Please copy the records below word for word, starting at the line containing "Every instance of the person in" and continuing through the last line of the records.
— start —
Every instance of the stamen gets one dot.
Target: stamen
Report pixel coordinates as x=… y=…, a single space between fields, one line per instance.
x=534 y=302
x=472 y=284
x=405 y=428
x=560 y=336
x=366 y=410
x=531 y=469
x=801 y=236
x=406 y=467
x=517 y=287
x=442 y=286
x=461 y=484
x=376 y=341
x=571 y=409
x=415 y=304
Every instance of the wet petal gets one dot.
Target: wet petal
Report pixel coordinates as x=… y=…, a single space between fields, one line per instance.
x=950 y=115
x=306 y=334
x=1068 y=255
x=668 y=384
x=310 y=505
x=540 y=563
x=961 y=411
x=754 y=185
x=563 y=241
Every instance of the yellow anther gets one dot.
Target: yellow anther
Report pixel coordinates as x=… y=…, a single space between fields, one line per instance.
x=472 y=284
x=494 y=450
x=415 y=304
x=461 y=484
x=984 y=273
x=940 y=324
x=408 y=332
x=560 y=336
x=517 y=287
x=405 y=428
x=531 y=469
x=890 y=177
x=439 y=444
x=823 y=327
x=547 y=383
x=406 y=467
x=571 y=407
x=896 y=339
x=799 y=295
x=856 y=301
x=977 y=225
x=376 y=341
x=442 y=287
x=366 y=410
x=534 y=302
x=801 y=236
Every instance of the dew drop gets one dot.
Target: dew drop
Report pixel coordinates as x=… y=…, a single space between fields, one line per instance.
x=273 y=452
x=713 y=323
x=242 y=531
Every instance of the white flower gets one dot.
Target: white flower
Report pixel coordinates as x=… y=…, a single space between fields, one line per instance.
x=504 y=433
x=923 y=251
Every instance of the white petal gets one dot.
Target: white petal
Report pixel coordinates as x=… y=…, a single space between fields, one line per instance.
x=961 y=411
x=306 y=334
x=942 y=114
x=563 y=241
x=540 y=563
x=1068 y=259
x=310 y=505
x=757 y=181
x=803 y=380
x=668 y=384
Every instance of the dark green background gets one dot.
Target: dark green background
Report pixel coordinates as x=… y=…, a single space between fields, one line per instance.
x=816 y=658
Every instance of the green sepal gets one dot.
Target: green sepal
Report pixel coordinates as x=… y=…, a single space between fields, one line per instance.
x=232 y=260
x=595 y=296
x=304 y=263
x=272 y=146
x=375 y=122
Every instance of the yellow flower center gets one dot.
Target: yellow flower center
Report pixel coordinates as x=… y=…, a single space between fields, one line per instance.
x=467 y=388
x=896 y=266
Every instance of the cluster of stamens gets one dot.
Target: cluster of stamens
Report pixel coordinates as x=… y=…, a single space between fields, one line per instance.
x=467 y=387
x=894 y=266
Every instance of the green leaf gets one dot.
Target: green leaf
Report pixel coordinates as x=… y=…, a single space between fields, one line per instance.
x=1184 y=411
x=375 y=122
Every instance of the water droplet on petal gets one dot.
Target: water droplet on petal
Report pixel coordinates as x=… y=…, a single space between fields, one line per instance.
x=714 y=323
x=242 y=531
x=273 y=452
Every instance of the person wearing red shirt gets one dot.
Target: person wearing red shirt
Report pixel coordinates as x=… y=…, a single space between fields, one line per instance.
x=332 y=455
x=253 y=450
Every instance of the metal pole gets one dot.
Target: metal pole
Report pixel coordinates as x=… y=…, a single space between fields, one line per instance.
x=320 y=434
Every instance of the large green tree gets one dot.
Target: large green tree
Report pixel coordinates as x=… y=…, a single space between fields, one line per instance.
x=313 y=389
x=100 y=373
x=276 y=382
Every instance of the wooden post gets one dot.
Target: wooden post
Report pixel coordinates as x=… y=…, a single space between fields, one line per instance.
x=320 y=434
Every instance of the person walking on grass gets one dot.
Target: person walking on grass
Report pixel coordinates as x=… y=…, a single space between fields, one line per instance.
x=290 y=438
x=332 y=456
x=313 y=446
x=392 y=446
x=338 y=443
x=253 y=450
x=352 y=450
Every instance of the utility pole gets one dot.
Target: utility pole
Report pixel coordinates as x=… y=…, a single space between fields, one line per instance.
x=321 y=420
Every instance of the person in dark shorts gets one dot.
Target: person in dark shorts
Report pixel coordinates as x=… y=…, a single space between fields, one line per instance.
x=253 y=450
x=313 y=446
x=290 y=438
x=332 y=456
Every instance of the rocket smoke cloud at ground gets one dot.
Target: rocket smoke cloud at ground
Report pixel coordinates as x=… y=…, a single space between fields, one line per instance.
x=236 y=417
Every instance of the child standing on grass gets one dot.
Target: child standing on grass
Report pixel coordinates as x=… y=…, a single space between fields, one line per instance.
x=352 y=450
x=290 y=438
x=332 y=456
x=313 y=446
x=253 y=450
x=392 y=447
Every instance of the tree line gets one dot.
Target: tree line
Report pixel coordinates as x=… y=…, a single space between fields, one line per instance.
— end —
→ The solution
Every instance of the person in dark shorts gets one dot.
Target: person in dark shorts
Report pixel coordinates as x=… y=…, a single space between fields, one line per instance.
x=253 y=450
x=313 y=446
x=290 y=438
x=332 y=456
Every instance of the rocket smoke cloud at ground gets one dot.
Target: rocket smoke cloud at ground
Report pixel coordinates as x=… y=…, a single space between fields, one line per instance.
x=236 y=417
Every instance of the child standing on grass gets one dot.
Target: child standing on grass
Report pixel coordinates as x=… y=…, a single space between fields, one line per instance.
x=352 y=450
x=290 y=438
x=332 y=456
x=313 y=446
x=253 y=450
x=392 y=447
Every instance of the tree line gets one dot.
Target: tree line
Report pixel coordinates as x=… y=…, a single space between fields, one line per instance.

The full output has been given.